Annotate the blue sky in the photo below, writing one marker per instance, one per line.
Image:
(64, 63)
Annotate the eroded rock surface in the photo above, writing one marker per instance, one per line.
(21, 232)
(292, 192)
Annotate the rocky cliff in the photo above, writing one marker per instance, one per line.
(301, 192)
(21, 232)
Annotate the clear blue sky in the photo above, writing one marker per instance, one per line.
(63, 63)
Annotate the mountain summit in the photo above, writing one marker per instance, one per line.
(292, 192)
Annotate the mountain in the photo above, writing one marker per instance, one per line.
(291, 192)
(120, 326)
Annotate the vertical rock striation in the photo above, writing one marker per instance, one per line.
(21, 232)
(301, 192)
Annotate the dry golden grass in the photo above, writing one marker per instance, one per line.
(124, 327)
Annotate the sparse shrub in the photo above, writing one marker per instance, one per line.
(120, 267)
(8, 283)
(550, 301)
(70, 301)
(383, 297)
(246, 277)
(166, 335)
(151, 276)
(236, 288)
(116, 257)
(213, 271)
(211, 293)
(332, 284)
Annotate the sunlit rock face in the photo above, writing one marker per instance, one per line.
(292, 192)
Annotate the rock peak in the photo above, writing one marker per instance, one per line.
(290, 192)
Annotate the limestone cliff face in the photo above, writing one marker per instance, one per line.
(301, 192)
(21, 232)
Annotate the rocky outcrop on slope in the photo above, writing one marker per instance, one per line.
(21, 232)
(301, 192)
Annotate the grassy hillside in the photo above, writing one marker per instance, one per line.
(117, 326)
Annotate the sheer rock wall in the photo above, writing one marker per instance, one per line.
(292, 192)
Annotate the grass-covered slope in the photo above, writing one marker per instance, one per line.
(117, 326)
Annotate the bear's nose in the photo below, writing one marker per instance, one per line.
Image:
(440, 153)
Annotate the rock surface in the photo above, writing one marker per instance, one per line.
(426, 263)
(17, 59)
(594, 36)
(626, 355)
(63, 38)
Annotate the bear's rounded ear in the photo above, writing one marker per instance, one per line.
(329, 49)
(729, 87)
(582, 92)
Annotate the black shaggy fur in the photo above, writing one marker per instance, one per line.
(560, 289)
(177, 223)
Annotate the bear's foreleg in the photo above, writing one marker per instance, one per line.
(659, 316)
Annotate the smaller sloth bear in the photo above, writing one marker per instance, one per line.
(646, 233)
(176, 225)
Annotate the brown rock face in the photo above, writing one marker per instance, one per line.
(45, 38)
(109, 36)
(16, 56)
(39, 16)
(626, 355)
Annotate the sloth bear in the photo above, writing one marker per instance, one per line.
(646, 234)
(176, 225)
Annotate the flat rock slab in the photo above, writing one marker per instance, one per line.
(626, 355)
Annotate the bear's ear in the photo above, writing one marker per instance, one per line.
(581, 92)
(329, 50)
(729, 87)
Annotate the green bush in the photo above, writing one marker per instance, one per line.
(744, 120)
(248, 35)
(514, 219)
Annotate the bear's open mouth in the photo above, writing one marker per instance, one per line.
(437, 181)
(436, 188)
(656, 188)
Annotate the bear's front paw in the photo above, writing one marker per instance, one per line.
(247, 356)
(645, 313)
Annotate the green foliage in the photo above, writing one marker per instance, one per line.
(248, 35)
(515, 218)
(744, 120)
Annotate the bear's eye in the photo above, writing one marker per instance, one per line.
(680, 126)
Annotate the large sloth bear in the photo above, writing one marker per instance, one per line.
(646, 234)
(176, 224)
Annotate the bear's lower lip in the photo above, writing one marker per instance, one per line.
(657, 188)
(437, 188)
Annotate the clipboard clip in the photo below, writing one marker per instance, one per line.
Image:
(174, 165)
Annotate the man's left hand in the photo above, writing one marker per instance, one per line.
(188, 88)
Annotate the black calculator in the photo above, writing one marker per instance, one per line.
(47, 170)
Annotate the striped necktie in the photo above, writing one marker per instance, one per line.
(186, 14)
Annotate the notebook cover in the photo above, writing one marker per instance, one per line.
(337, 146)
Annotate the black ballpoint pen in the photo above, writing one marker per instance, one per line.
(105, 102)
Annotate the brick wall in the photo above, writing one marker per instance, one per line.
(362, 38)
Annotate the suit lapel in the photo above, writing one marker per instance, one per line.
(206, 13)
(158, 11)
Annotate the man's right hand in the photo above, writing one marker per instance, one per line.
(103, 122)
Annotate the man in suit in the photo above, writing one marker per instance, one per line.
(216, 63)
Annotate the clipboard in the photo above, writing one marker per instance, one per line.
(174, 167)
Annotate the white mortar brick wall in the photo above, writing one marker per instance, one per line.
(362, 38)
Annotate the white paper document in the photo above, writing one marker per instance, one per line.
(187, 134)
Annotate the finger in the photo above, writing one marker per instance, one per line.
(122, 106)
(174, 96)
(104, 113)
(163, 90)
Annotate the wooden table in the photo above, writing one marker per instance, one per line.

================

▶ TASK REQUIREMENTS
Reproduce all of the records above word for word, without altering anything.

▶ RESULT OF THE EXERCISE
Annotate the blue sky in the photo below, writing one marker per instance, one per line.
Image:
(64, 63)
Annotate the eroded rock surface in the photo above, writing one marker per instance, one per line.
(21, 232)
(292, 192)
Annotate the rocky cliff in the photo above, writing one marker per instance, one per line.
(301, 192)
(21, 232)
Annotate the clear blue sky in the photo above, writing one marker per instance, one per line.
(63, 63)
Annotate the mountain summit in the photo above, writing one marker per instance, one per line.
(292, 192)
Annotate the mountain in the photo above, writing one marker per instance, one per line.
(291, 192)
(120, 326)
Annotate the vertical rock striation in the photo above, writing one marker per instance, one per line.
(21, 232)
(301, 192)
Annotate the dry golden grass in the photo above, writing one marker per instance, one per line.
(124, 327)
Annotate the sparse shrub in the photo above, writing one marker per instance, one per line.
(120, 267)
(8, 283)
(550, 301)
(70, 301)
(383, 297)
(246, 277)
(166, 335)
(151, 276)
(236, 288)
(116, 257)
(213, 271)
(211, 293)
(332, 284)
Annotate the sunlit rock face in the photo above, writing one marker per instance, one per line.
(292, 192)
Annotate the rock peak in the photo above, writing one marker per instance, one per line.
(290, 192)
Annotate the limestone cliff face in the photo above, writing one marker per instance, one per line.
(301, 192)
(21, 232)
Annotate the rocky outcrop on slope in the photo above, writing one marker per instance, one per line.
(21, 232)
(301, 192)
Annotate the grassy hillside in the photo above, writing one marker per instance, one per line.
(117, 326)
Annotate the sheer rock wall in the photo above, writing one marker per instance, one per line.
(292, 192)
Annotate the grass-covered slope in the photo above, writing one marker per instance, one per line.
(117, 326)
Annotate the bear's nose in the photo below, writing one marker per instance, one per line.
Image:
(440, 153)
Annotate the rock surface in the photo above, writing one marker per instance, one per line.
(426, 263)
(17, 59)
(594, 36)
(626, 355)
(63, 38)
Annotate the bear's rounded ear in the photo above, writing one marker per instance, one per line.
(329, 49)
(729, 87)
(582, 92)
Annotate the black shaggy fur in the photo above, writing one marker per instance, one per line.
(560, 289)
(177, 223)
Annotate the bear's foreleg in the photo above, writing one marker per instance, one per line.
(659, 316)
Annotate the smaller sloth bear in the photo above, writing one marker per instance, one per line.
(646, 233)
(176, 225)
Annotate the brown rock face in the photo above, writing one marker per instance, one per line.
(45, 38)
(109, 36)
(16, 56)
(39, 16)
(626, 355)
Annotate the sloth bear in the photo above, writing one marker per instance, one per line.
(646, 234)
(176, 225)
Annotate the flat rock slab in the photo above, writing one marker per instance, one per line.
(626, 355)
Annotate the bear's ear in the photo above, writing one marker per instance, one per line.
(581, 92)
(329, 50)
(729, 87)
Annotate the green bush in the photo above, writing one marker per instance, one per line.
(744, 120)
(248, 35)
(514, 219)
Annotate the bear's open mouth in the photo above, writing one marker per instance, one per line.
(437, 181)
(436, 188)
(656, 188)
Annotate the bear's front paw in the photo above, writing one marker per instance, one per line.
(247, 356)
(645, 313)
Annotate the green foliage in the photo above, writing one marker per instance, one per line.
(248, 35)
(515, 218)
(744, 120)
Annotate the bear's eye in the photo above, writing one marker per instance, one per line.
(680, 126)
Annotate the large sloth bear in the photo above, writing one marker per instance, one per line.
(646, 234)
(176, 224)
Annotate the bear's lower lip in the photo above, writing one marker per instance, one per line.
(657, 188)
(437, 188)
Annotate the clipboard clip in the photo below, writing one marker per instance, one per line.
Image:
(174, 165)
Annotate the man's left hand in the photo above, writing one marker per instance, one per line.
(188, 88)
Annotate the black calculator in the photo above, writing one marker per instance, one per line.
(47, 170)
Annotate the striped necktie in the photo above, writing one marker per instance, one per line.
(186, 14)
Annotate the notebook cover in the photo above, writing one marker per instance, one per line.
(337, 146)
Annotate the black ballpoint pen in the photo above, writing one marker per instance, one per line.
(105, 102)
Annotate the brick wall in the photo above, writing one marker per instance, one per line.
(362, 38)
Annotate the suit lapel in the photo above, writing one marker per instance, one per line.
(206, 13)
(158, 11)
Annotate the man's right hand in the photo above, writing one marker per instance, one per line.
(103, 122)
Annotate the man in suit in the photo above, writing one marker per instance, one per line.
(216, 63)
Annotate the clipboard in the photo above, writing one marker per instance, one per line.
(174, 167)
Annotate the white mortar brick wall in the photo above, writing one marker per instance, one per line.
(362, 38)
Annotate the white paper document in the photo above, writing one marker per instance, one per line.
(187, 134)
Annotate the finger in the photo above, writing one marker per instance, one per line.
(122, 106)
(174, 96)
(104, 113)
(163, 90)
Annotate the wooden table in the photo above, writing one marker per instance, one per line.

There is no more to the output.